Output every one of the entries below as a two-column CSV with the headers "prompt" and "answer," one row per request. Put each request's text and its answer in a single quoted field, replace line breaks with spaces, and leave out the pictures.

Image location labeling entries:
* start *
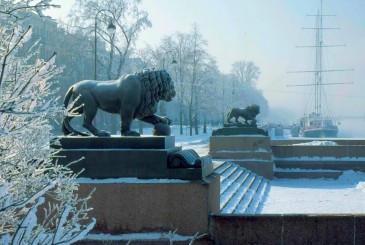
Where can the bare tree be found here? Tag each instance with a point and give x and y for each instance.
(91, 15)
(29, 178)
(246, 73)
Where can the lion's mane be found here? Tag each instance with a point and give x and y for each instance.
(156, 85)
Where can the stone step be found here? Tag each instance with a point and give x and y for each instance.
(249, 195)
(241, 189)
(258, 197)
(227, 173)
(244, 155)
(314, 163)
(234, 195)
(148, 238)
(335, 151)
(307, 174)
(236, 178)
(239, 142)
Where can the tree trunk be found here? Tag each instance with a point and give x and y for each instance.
(181, 120)
(140, 127)
(190, 120)
(196, 124)
(162, 108)
(205, 125)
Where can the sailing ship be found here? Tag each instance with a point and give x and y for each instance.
(320, 123)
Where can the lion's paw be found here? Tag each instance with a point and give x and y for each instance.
(130, 133)
(103, 133)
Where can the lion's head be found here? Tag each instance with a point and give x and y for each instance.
(156, 85)
(253, 110)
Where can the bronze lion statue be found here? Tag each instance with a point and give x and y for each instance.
(133, 96)
(248, 113)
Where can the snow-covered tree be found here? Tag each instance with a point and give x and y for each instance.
(38, 203)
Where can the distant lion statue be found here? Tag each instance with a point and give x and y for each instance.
(133, 96)
(248, 113)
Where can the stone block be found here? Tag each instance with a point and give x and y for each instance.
(228, 129)
(246, 229)
(152, 205)
(359, 229)
(116, 142)
(318, 229)
(239, 143)
(247, 155)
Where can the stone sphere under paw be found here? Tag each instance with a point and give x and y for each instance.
(161, 129)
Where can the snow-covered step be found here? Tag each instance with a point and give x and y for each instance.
(258, 197)
(242, 190)
(227, 182)
(296, 173)
(234, 195)
(249, 195)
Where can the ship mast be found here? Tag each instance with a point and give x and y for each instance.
(318, 64)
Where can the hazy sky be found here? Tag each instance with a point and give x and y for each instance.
(267, 33)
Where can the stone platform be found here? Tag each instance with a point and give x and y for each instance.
(231, 129)
(135, 190)
(120, 157)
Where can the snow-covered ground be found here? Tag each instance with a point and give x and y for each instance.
(344, 195)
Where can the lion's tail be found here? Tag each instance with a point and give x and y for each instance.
(67, 129)
(68, 96)
(229, 116)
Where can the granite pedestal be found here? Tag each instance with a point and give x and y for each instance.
(135, 190)
(120, 157)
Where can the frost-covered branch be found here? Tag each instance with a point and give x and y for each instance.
(34, 190)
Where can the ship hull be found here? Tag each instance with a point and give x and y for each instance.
(320, 133)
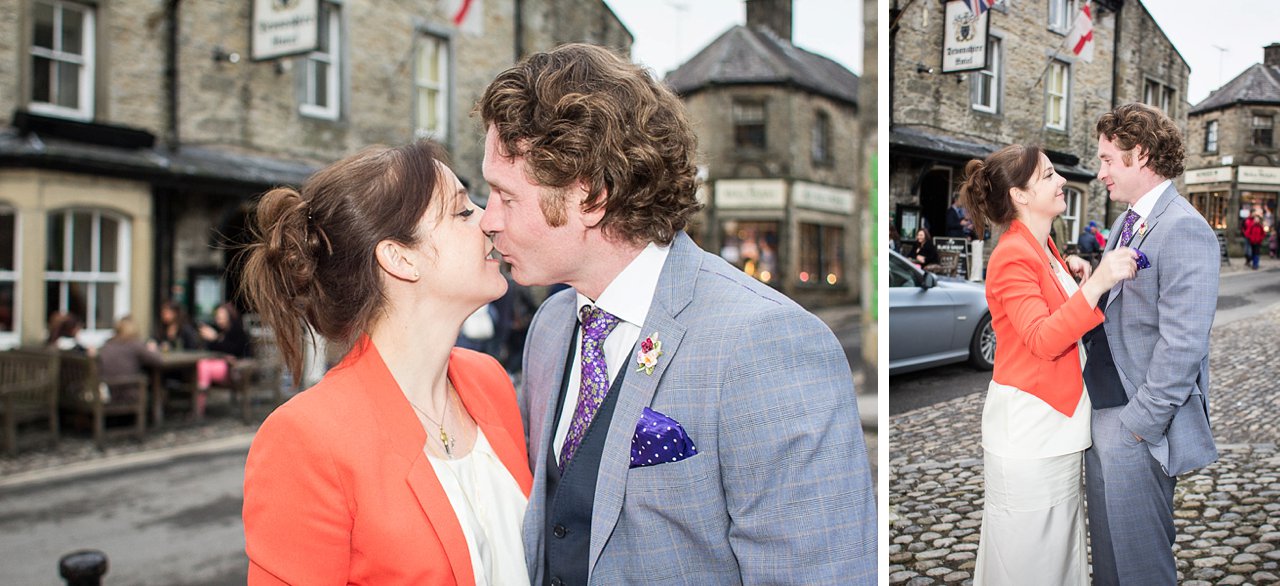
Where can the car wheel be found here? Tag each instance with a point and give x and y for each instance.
(982, 347)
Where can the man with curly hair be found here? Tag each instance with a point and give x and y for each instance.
(686, 424)
(1147, 369)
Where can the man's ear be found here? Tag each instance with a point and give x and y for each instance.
(398, 260)
(590, 218)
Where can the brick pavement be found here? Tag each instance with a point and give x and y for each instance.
(1228, 514)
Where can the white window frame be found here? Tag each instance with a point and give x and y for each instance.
(1074, 196)
(988, 76)
(86, 63)
(1159, 95)
(94, 334)
(1061, 99)
(1061, 14)
(12, 339)
(442, 86)
(1269, 122)
(329, 54)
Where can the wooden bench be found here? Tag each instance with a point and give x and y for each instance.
(83, 392)
(28, 392)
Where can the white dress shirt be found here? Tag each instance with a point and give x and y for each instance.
(627, 298)
(1146, 204)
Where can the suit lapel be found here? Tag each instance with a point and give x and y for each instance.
(545, 372)
(672, 294)
(1147, 224)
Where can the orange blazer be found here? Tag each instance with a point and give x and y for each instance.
(337, 488)
(1036, 324)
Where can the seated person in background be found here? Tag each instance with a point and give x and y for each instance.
(926, 253)
(124, 355)
(174, 332)
(227, 337)
(64, 333)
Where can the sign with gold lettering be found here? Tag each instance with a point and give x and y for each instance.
(284, 27)
(964, 39)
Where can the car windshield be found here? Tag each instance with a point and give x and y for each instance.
(901, 273)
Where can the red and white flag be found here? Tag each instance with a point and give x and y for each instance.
(1080, 39)
(466, 15)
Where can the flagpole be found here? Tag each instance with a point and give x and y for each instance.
(1056, 53)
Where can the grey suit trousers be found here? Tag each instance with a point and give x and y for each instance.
(1129, 504)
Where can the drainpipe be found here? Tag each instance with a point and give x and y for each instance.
(1115, 86)
(520, 31)
(170, 74)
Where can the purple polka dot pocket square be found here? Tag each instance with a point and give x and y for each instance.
(1142, 260)
(658, 440)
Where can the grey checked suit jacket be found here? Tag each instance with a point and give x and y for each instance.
(1159, 329)
(780, 490)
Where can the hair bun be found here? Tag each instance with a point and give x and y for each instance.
(283, 224)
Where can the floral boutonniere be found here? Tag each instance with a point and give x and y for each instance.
(649, 352)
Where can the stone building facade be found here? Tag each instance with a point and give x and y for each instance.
(780, 141)
(1233, 158)
(138, 158)
(1033, 90)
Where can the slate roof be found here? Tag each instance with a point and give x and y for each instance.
(758, 56)
(1257, 85)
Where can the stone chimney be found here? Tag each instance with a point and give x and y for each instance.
(772, 14)
(1270, 54)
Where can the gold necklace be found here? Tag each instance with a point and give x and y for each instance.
(446, 439)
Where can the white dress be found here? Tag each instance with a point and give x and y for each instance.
(490, 507)
(1033, 513)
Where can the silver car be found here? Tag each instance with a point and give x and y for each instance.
(936, 320)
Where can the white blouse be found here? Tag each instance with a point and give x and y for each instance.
(490, 507)
(1016, 424)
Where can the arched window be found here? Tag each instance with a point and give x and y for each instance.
(87, 269)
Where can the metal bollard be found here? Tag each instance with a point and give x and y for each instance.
(83, 568)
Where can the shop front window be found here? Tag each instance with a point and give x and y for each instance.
(1212, 206)
(87, 269)
(752, 246)
(822, 255)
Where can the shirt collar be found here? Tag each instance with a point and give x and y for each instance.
(630, 293)
(1147, 202)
* end *
Answer for this exercise
prompt,answer
"Where can the bare tree be found here? Tag each instance with a point and give x and y for each instance.","(91, 15) (29, 178) (246, 73)"
"Where can the lion's mane be found here? Tag each instance with a point and give x and y for each instance.","(156, 85)"
"Where can the stone step be found here? Tag each instance with a point and give x and y for each instance.","(249, 195) (241, 189) (258, 197) (227, 173) (244, 155) (314, 163) (234, 195) (148, 238) (335, 151) (307, 174) (236, 178) (239, 142)"
"Where can the tree trunk be found here? Tag each instance with a point and give x and y for each instance.","(181, 120) (140, 127) (190, 120) (196, 124) (162, 108) (205, 125)"
"Where can the sailing ship be found here? Tag each instance with a point and give x and y for each instance.","(320, 123)"
"Where can the lion's paw be found here? Tag each instance with a point and give x and y for each instance.","(130, 133) (103, 133)"
"Where can the lion's head be found here? Tag each instance with a point and give x and y for each instance.","(156, 85) (253, 110)"
"Where can the bronze lion statue be found here? Tag each instance with a point and give x and y for each instance.","(133, 96) (248, 113)"
"Where can the snow-covered tree be found here? Tag each instance with a point and give x and y for each instance.","(38, 203)"
"Where can the distant lion statue be found here? Tag each instance with a point and give x and y for each instance.","(133, 96) (248, 113)"
"Where can the stone block be found here? Tag each instance with a point and give x and y for each instance.","(228, 129) (246, 229) (152, 205) (359, 229) (116, 142) (318, 229) (239, 143) (247, 155)"
"Where can the stone sphere under paw be found here? Tag each instance with a point and give x and y for each instance.","(161, 129)"
"Where can the snow-covered step be found here? Tag each instance with a point and give x and y for each instance.","(258, 197) (242, 190) (227, 182) (296, 173) (234, 195) (249, 195)"
"Where can the ship mast be found here? Tag each instance with a point and give x and y for each instance.","(318, 64)"
"Where can the hazy sky be found here? Tag each instance with a point and give x and y for each instance.","(267, 33)"
"Where can the stone platform be found here? Tag each instance with a point and give x and y for each instance.","(231, 129) (135, 190) (120, 157)"
"Where can the snow-covered ground be found here? Tag each instance with a point and give x and y for each instance.","(344, 195)"
"Where can the lion's tail be found here? Tag each instance with a point and give x and y for each instance.","(67, 129) (68, 96) (229, 116)"
"Where can the granite pedestal be found here? Tag each instance with a point and give x and y for each instance.","(135, 190) (120, 157)"
"Where can the frost-covered branch be found here? Tag each instance with a point and give x and y for each instance.","(34, 190)"
"Where can the ship hull be found here? Tag each instance with a point and give x and y for each instance.","(320, 133)"
"Where can the car wheel be found here? Tag each instance with a point and give x and y for each instance.","(982, 347)"
"Where can the man with curly hair be found here? Tag each instance with a point and give x and y for each instance.","(686, 424) (1147, 369)"
"Where can the man's ear be found here? Tag each instance with a point and give x and y for each instance.","(398, 260) (590, 218)"
"Where can the brick pavement be found here? Tag each instance with a point and give x and y for each instance.","(1228, 514)"
"Where can the white window frame be found here? Tag each instance with a point and give x and y for each instance.","(1074, 196) (988, 76) (86, 63) (1159, 95) (94, 334) (1061, 99) (1061, 14) (12, 339) (442, 86) (1269, 122) (329, 54)"
"Where can the wooden bench be found here? Tag each instance with a point and give x and y for each instance.","(83, 392) (28, 392)"
"Where can the white dress shirt be found here? Tag each instance with a point and give x and y for each instance.","(627, 298) (1146, 204)"
"Where can the suit lapel be found here? Tag each instance with a point and give x and y for each instance.","(545, 372) (672, 294) (1147, 224)"
"Where can the orange blazer be found here? Tag each instance with a point and give x and y for each instance.","(337, 488) (1036, 324)"
"Where can the seated person in background be found here? Tag each instance with a point and give x and y for each instance.","(926, 253) (124, 355) (174, 332) (227, 337) (64, 333)"
"Where can the sign with gold lettering be found here? Tag each instance with a point and give x and y for each instance.","(284, 27) (964, 39)"
"Where can the car windshield be found here? Tag each instance with a point and give x and y for each instance.","(901, 273)"
"Where can the red and white flag be found here? Tag each instance with a point and give x and y for each instance.","(1080, 39) (466, 15)"
"Where can the flagpole be found here? Tag each instance with a point and give x and y for each instance.","(1056, 53)"
"Where can the grey suit trousers be found here? Tag each instance with a point and give x and y for each instance.","(1129, 504)"
"Where can the drainpipe be found here? Tag each instance with a point and give x and y for each instance.","(1115, 86) (520, 31) (170, 74)"
"Where can the purple polka dot pocket square be found here? Tag each instance with a point and give x and y for each instance.","(1142, 260) (658, 440)"
"Where can the grey checked suit jacket be found here? Tag each instance with a point and give x and y for each instance.","(1159, 329) (780, 490)"
"Where can the hair bun be found here? Tag each instance with a point and give x and y for each instance.","(283, 224)"
"Where can the floral boutonniere be found here? Tag each instance with a point and give x and y for each instance.","(649, 352)"
"Where can the stone building facade be found here? Tag each instance with a point and give x and y for each instance.","(780, 141) (1233, 158) (138, 158) (1033, 90)"
"Where can the slate roof be found here? Tag each instance with a point and give x and y for each instance.","(758, 56) (1257, 85)"
"Where can the stone chimney be found here? Tag each instance with a point and give x and y for each instance.","(772, 14) (1270, 54)"
"Where can the gold necklace be found here? Tag each instance with a point and give x and y for each instance.","(446, 439)"
"Where can the white dress be found here? Tag each instance with a point and give x and y for each instance.","(490, 507) (1033, 513)"
"Where can the silver car be found here? Tag each instance with a point and give x and y for each instance.","(936, 320)"
"Where can the white blouse be found here? Tag each instance with a point and give x and y for each instance.","(490, 507) (1016, 424)"
"Where can the arched window be found here? Tag each instance with a point and give x and y for each instance.","(87, 269)"
"Where can the metal bollard be found here? Tag each instance with a point and give x and y for each instance.","(83, 568)"
"Where can the shop front window be found here? Tag each instance with a point and give x and y for each instance.","(1212, 206) (87, 269) (752, 246) (822, 255)"
"Where can the shirt collar be found here? Tag each instance with a point and give x and y for each instance.","(630, 293) (1147, 202)"